#### Selected text:
☆ ☆ ☆
Limited Japanese + digits

228 views
Skip to first unread message

Frank Bennett

unread,
Mar 21, 2008, 8:50:24 PM3/21/08
to tesseract-ocr
I have put together a set of training files that recognize about 60
Japanese characters in addition to digits and the other usual
suspects, and I made some little discoveries in the process. I'm sure
this is all old hat to most of the people here, but some open
questions remain (see below), and maybe some of this will be of use to
future neophytes like myself. I would be curious to know if there are
specific limitations in mftraining that would cause it to segfault
under the conditions described below. (I have the training data to
hand if anyone is interested):

- It is possible to splice additional chunks of graphic at the top of
the existing training pages. By starting with a "blank" that has
3600x3600 white space below the additional patch of characters, it is
possible to add characters to the standard training set without
altering the base training data.

- Tesseract will happily recognize Japanese characters, there seems to
be nothing in the glyphs themselves that will confound her. On the
other hand, without interword space, I assume that you have to get by
without dictionary-based heuristics.
☆ ☆ ☆
#### Entries provided:
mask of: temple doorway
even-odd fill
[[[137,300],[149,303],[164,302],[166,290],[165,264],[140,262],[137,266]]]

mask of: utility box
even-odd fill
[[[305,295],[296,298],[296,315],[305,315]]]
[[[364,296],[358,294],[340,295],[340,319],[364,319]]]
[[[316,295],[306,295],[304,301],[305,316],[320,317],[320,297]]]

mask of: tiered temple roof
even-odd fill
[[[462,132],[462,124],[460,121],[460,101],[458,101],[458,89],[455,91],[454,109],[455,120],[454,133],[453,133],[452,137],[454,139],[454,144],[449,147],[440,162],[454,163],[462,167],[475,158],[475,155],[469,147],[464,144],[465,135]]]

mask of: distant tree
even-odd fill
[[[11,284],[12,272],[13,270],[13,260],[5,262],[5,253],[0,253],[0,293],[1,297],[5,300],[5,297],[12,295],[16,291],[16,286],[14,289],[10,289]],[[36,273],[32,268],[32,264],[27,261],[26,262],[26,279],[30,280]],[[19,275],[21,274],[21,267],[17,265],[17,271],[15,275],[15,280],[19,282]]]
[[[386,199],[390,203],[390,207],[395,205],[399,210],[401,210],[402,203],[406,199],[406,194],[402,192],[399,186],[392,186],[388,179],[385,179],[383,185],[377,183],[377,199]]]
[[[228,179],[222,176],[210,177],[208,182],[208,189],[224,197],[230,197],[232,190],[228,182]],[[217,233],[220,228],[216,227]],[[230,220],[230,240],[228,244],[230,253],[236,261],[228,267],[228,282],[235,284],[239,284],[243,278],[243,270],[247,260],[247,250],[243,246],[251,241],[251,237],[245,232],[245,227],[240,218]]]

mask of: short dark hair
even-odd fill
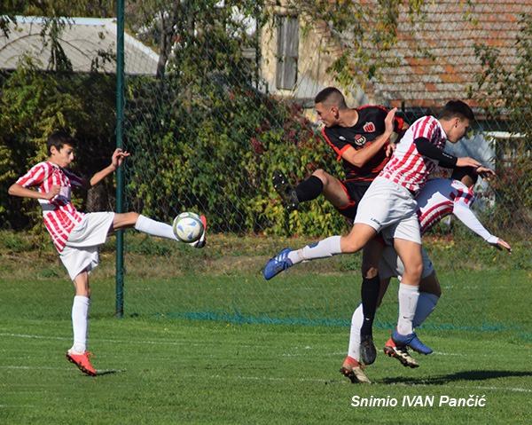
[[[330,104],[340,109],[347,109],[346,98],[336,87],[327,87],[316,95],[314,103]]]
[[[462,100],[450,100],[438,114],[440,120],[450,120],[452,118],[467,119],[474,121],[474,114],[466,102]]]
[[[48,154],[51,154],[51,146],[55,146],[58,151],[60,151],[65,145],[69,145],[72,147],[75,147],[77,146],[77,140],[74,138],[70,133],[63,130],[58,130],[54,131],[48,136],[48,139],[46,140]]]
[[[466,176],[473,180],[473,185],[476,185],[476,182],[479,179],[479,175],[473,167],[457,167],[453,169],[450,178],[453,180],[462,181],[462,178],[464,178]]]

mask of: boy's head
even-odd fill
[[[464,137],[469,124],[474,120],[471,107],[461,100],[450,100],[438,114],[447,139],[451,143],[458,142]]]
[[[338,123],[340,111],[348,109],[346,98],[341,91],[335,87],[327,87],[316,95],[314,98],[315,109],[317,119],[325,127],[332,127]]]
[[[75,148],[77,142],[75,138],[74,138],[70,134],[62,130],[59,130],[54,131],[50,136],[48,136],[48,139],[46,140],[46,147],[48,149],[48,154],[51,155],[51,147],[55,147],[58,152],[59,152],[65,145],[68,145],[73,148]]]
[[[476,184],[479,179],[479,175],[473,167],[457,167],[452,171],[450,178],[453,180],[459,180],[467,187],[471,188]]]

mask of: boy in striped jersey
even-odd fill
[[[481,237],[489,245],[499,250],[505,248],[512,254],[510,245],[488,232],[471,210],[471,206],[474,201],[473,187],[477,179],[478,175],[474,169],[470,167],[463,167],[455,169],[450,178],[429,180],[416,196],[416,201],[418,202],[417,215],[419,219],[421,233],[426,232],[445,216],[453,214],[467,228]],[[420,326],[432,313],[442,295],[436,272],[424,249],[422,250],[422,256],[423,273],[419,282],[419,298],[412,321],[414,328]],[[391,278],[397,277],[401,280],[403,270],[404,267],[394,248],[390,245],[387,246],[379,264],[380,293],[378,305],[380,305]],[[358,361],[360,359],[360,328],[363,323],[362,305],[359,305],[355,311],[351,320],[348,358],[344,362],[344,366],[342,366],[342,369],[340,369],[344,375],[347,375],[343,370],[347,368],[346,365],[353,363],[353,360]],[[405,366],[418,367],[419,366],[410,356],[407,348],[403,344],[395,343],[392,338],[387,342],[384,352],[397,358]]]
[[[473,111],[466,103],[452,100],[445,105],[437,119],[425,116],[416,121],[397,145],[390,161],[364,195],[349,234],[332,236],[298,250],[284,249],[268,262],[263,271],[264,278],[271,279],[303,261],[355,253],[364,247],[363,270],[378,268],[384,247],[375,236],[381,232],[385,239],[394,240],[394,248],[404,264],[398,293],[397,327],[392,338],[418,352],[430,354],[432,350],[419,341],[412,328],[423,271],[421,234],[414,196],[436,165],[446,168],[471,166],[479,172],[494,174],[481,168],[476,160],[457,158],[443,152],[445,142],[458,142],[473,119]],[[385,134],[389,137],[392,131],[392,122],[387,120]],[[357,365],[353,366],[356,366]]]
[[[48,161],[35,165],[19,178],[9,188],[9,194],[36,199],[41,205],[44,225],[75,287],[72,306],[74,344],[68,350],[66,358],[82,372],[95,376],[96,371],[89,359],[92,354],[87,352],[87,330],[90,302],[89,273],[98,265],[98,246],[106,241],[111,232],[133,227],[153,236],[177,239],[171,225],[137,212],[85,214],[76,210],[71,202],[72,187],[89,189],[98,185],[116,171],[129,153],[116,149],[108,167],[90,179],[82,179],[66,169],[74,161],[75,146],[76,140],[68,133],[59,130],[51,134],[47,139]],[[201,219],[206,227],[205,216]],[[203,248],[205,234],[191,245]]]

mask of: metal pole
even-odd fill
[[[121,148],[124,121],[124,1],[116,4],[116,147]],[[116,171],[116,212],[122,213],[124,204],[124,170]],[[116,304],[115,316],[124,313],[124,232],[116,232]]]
☆ ☆ ☆
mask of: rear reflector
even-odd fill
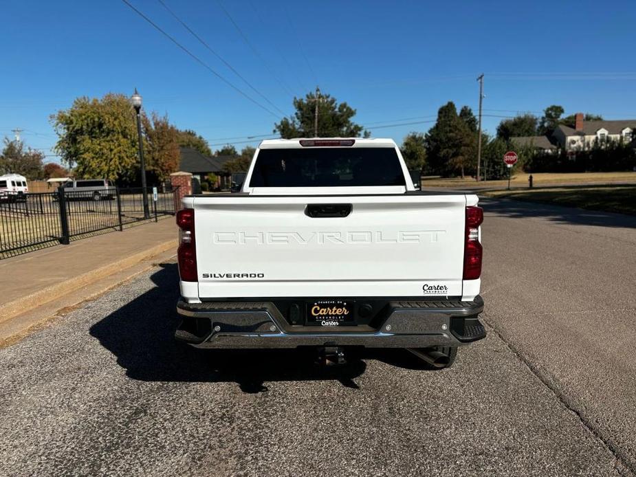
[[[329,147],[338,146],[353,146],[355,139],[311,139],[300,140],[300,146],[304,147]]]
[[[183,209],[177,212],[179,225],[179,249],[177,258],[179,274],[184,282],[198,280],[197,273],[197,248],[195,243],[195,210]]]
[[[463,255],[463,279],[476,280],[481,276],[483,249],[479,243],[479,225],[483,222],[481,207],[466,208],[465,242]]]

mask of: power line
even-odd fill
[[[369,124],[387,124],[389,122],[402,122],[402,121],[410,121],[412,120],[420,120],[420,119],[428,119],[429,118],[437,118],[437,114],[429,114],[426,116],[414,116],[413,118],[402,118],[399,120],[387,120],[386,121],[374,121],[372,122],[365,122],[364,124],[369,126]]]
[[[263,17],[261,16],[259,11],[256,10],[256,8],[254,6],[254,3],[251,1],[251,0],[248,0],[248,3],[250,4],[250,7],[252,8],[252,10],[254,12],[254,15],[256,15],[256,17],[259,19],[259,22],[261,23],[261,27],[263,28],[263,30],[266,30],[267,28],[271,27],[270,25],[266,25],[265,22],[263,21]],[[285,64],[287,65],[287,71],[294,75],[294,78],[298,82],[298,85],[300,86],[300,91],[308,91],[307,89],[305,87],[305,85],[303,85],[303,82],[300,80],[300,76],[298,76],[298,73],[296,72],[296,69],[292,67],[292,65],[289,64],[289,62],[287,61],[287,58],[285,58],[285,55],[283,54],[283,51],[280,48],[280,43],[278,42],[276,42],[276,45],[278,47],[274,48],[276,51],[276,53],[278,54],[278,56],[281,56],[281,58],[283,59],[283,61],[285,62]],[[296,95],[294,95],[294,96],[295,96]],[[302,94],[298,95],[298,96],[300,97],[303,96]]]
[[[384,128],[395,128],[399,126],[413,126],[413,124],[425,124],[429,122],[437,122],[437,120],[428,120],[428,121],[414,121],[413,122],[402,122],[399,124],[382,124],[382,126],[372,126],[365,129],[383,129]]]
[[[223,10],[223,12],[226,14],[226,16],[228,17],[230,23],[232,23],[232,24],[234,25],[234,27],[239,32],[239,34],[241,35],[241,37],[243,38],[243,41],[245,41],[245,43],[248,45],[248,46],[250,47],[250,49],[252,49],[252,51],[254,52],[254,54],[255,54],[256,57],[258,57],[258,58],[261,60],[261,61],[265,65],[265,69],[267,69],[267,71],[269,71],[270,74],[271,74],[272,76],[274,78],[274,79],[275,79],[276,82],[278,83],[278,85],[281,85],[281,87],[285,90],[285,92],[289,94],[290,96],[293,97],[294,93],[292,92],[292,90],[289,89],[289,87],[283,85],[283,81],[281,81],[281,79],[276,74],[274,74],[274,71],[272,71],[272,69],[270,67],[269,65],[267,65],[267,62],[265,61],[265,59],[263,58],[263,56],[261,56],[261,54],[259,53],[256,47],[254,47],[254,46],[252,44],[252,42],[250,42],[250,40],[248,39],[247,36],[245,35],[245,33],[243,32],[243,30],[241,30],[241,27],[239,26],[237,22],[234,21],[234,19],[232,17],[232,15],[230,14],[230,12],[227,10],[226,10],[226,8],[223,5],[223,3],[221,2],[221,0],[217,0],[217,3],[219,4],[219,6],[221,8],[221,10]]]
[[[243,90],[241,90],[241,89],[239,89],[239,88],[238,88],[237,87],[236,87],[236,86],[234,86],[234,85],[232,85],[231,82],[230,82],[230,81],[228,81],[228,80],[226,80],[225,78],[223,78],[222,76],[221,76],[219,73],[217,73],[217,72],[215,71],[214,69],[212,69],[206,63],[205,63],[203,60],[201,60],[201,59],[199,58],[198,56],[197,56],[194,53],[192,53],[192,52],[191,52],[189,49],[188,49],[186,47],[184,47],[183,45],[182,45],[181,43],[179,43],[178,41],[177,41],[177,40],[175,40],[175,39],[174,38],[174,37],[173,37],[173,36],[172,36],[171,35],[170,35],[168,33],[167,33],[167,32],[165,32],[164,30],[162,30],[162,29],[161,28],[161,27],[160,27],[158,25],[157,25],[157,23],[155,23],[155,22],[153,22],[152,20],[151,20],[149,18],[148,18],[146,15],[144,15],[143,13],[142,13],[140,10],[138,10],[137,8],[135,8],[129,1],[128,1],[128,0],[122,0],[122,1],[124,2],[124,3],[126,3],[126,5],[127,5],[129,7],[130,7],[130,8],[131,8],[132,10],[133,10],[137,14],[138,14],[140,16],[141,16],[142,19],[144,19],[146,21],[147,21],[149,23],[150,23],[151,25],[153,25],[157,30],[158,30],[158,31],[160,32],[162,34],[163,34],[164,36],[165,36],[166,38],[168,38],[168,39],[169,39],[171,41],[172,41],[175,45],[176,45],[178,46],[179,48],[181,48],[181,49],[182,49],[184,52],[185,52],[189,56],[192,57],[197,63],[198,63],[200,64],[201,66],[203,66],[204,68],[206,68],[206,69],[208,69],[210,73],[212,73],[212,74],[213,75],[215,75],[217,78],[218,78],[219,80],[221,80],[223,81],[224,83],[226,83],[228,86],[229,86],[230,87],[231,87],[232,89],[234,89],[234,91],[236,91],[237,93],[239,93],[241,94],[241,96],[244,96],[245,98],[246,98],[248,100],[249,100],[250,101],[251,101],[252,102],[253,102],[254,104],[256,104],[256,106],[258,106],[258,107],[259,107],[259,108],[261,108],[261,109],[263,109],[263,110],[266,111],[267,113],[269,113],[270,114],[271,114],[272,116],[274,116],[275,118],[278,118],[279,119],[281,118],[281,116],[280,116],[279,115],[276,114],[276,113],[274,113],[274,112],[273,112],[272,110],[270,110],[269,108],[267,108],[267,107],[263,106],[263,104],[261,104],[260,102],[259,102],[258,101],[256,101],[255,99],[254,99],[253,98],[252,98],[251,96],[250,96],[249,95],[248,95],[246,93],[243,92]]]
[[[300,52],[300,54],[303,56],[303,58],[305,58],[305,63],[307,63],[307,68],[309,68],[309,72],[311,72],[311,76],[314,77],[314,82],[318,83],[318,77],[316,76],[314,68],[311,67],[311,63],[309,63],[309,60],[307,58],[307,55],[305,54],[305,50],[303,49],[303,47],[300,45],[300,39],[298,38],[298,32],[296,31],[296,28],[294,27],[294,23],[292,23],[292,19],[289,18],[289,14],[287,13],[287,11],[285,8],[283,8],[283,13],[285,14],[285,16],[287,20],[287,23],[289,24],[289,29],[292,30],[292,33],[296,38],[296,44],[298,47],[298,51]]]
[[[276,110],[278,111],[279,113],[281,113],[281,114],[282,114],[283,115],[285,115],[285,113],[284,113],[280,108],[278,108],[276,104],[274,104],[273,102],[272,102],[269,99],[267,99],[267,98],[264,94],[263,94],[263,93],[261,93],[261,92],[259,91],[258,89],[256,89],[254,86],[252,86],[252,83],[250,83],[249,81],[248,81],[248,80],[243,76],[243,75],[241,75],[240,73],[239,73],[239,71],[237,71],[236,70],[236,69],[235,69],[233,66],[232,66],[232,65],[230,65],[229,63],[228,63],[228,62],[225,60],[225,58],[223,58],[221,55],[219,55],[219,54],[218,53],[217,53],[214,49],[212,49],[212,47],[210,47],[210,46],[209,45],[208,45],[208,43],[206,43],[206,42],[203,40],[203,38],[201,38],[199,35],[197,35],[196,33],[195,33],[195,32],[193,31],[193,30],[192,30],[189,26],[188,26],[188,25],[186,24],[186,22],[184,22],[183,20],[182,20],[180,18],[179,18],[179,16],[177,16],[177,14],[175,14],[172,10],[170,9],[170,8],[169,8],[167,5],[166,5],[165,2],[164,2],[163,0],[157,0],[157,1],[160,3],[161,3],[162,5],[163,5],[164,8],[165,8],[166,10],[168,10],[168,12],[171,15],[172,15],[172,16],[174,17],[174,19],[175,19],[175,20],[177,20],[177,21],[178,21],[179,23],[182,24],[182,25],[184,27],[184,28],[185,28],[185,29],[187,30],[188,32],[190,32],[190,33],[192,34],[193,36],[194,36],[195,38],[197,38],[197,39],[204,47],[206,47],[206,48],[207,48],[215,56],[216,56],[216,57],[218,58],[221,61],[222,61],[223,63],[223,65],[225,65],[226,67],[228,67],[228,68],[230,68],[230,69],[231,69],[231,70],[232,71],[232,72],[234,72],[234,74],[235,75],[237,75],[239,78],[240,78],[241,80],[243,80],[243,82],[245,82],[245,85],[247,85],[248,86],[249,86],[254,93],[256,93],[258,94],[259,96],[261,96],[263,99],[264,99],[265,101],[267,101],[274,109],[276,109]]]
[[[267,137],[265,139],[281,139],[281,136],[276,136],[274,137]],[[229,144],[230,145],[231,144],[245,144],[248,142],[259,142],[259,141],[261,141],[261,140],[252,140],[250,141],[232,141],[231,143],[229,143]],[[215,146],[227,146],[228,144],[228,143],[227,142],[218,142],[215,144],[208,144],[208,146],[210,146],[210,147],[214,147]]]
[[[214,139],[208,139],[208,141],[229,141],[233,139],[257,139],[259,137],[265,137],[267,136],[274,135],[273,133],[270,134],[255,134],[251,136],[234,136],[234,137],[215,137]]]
☆ ☆ ☆
#### Goals:
1/ Copy out, word for word, the passage of the Tesseract forum post that opens with the words containing "- It is possible" and closes with "without dictionary-based heuristics.".
2/ Answer these questions using the Tesseract forum post.
(a) About how many Japanese characters do the training files recognize?
(b) How much white space does the "blank" have below the added patch of characters?
(c) Which program does the poster ask about in connection with segfaults?

#### Task responses:
1/
- It is possible to splice additional chunks of graphic at the top of
the existing training pages. By starting with a "blank" that has
3600x3600 white space below the additional patch of characters, it is
possible to add characters to the standard training set without
altering the base training data.

- Tesseract will happily recognize Japanese characters, there seems to
be nothing in the glyphs themselves that will confound her. On the
other hand, without interword space, I assume that you have to get by
without dictionary-based heuristics.

2/
(a) About 60.
(b) 3600x3600.
(c) mftraining.